PROVIDED TEXT
-- Begin --
[R] VGAM constraints-related puzzle

Edward Wallace ewjwallace at gmail.com
Sun Jul 3 22:39:46 CEST 2011


Edward Wallace <ewjwallace <at> gmail.com> writes:

>
> Hello R users,
> I have a puzzle with the VGAM package, on my first excursion into
> generalized additive models, in that this very nice package seems to
> want to do either more or less than what I want.
>
> Precisely, I have a 4-component outcome, y, and am fitting multinomial
> logistic regression with one predictor x. What I would like to find
> out is, is there a single nonlinear function f(x) which acts in place
> of the linear predictor x. There is a mechanistic reason to believe
> this is sensible. So I'd like to fit a model
> \eta_j = \beta_{ (j) 0 } + \beta_{ (j) x } f(x)
-- End --
SHORT PROBLEM A
Extract every line of the listing that contains the word "blue", treating case as significant.
The listing that follows is unrelated to the mailing-list post above.

RECORDS PROVIDED
-- Begin --
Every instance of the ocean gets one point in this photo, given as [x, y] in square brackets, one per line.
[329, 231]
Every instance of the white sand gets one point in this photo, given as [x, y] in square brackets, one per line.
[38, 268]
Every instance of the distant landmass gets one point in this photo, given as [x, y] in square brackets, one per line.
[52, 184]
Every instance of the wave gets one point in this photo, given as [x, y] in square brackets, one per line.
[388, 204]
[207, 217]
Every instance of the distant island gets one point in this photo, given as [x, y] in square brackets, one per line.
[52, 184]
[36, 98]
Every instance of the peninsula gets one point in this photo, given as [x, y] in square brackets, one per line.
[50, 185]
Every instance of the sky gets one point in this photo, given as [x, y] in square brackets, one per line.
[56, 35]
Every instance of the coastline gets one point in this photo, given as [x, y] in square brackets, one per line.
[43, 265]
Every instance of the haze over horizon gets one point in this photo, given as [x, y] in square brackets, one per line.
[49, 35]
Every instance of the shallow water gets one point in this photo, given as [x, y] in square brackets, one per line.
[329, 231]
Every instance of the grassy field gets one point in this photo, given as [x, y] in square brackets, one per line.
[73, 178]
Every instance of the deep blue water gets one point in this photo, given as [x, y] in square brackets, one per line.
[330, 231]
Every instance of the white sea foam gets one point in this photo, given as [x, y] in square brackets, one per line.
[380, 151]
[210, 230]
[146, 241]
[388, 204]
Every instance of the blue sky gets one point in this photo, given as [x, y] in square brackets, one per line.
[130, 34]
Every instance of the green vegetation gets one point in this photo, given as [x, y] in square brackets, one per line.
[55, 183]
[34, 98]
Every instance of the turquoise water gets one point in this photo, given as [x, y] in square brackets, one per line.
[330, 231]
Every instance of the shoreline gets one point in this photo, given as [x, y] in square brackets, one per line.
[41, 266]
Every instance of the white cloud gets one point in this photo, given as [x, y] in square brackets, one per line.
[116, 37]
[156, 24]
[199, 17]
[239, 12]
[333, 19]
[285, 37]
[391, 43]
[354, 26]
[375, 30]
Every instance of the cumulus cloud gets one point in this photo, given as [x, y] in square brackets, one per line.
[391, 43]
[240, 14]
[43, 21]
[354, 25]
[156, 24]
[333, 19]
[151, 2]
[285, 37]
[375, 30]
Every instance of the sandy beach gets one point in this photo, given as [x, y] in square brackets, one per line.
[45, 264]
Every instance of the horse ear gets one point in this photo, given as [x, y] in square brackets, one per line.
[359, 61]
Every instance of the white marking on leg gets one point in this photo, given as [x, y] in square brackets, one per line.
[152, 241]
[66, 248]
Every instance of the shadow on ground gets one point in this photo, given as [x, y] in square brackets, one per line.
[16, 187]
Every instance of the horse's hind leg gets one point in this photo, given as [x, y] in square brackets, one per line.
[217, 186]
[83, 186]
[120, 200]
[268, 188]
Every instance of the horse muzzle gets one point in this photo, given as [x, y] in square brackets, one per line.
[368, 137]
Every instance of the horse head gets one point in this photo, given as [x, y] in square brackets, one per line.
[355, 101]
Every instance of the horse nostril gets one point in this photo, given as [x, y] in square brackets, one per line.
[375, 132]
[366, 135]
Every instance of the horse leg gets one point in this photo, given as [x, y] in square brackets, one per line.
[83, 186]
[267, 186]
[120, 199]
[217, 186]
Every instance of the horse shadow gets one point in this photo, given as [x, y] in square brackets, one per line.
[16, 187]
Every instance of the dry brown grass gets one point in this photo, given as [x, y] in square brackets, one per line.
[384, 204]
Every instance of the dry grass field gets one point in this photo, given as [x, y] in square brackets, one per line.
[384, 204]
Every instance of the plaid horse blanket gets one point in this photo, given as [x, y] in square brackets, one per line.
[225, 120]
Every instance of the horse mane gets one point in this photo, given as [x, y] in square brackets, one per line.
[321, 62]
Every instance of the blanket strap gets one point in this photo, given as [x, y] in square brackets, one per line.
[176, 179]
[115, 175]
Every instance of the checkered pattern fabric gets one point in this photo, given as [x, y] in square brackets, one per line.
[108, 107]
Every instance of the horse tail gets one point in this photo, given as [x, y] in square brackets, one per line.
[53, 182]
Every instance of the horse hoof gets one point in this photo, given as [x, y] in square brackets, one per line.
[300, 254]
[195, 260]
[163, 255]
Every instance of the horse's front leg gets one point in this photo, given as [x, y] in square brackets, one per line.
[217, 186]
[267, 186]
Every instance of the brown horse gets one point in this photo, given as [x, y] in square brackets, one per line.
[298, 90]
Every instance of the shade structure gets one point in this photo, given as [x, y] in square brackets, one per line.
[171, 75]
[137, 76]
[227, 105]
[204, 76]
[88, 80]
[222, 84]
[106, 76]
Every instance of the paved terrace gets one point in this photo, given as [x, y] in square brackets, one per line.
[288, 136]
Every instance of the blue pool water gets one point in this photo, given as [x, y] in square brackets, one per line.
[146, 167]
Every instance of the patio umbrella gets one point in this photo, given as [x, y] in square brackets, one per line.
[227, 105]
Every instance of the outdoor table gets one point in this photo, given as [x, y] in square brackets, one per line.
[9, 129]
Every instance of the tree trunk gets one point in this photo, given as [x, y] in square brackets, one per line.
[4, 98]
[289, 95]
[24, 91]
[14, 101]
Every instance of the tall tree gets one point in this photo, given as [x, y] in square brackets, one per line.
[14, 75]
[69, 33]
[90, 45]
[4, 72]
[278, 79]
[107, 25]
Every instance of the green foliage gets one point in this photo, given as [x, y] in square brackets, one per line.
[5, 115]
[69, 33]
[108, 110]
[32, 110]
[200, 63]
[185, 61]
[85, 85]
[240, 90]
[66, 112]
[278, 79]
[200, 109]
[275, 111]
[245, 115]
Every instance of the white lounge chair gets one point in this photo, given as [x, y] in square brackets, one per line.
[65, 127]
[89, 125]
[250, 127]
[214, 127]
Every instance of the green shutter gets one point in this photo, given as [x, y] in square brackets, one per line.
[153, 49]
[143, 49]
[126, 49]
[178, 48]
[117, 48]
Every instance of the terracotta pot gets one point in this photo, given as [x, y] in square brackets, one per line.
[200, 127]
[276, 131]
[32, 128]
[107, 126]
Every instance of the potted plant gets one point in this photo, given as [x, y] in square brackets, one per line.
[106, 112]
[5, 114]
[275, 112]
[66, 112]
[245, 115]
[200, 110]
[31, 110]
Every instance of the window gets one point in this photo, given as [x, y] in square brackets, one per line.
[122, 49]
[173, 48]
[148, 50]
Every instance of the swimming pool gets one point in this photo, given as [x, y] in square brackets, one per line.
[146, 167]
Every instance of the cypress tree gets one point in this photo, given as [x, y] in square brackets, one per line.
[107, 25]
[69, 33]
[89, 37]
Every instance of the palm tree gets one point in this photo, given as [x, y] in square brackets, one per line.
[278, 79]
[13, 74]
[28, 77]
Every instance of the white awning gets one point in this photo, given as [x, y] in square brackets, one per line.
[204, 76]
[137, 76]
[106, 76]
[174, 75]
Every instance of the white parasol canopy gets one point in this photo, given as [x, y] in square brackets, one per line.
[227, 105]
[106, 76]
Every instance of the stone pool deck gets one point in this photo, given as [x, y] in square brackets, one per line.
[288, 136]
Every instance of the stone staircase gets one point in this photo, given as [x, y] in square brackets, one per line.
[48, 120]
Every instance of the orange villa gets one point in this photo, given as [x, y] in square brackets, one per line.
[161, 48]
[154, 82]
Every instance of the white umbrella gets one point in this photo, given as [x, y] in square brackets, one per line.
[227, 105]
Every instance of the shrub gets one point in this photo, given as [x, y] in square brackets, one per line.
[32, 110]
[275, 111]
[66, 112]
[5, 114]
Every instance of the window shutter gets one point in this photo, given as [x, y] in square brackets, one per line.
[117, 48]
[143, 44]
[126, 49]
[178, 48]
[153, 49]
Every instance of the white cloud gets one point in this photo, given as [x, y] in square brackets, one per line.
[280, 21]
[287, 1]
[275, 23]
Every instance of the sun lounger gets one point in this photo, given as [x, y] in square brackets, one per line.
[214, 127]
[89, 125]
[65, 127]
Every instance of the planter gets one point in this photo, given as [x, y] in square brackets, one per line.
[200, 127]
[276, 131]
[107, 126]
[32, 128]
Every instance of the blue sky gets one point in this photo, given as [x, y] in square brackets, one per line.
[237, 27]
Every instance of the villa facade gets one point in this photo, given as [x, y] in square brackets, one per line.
-- End --
SHORT PROBLEM B
According to the mailing-list post, how many components does the outcome y have?

FINAL RESULT A
Every instance of the deep blue water gets one point in this photo, given as [x, y] in square brackets, one per line.
Every instance of the blue sky gets one point in this photo, given as [x, y] in square brackets, one per line.
Every instance of the blue pool water gets one point in this photo, given as [x, y] in square brackets, one per line.
Every instance of the blue sky gets one point in this photo, given as [x, y] in square brackets, one per line.

FINAL RESULT B
Four components.